_Problem to work on_
Nothing outside the range is wanted. Repeat exactly the lines below from the one with "Expected behaviour: for every instance of the white" through the one with "Expected behaviour: for every instance of the woman".

_Data to process_
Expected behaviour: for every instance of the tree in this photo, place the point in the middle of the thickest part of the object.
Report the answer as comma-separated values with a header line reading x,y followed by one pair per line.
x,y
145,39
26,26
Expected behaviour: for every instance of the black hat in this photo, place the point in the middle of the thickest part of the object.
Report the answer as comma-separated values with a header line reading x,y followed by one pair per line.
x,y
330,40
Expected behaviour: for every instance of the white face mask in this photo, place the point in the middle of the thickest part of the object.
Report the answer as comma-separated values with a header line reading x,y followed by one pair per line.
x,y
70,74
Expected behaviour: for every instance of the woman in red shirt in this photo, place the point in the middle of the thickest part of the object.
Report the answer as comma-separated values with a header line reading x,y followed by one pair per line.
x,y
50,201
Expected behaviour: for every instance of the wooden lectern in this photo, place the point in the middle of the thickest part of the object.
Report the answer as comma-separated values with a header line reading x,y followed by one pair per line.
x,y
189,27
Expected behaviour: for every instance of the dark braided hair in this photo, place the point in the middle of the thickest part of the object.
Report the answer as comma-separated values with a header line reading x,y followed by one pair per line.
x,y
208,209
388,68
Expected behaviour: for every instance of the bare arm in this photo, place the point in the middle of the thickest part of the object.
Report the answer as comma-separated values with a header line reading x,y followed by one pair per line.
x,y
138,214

_Answer below_
Expected behaviour: for every instance of the white face mask in this photo, place the point in the middle of the thickest part of the object.
Report the answer as comma-separated values with a header line reading x,y followed by one pair per line.
x,y
70,74
Expected behaviour: for every instance of the woman in red shirt in this photo, place the point in the middle of the thickest part of the object.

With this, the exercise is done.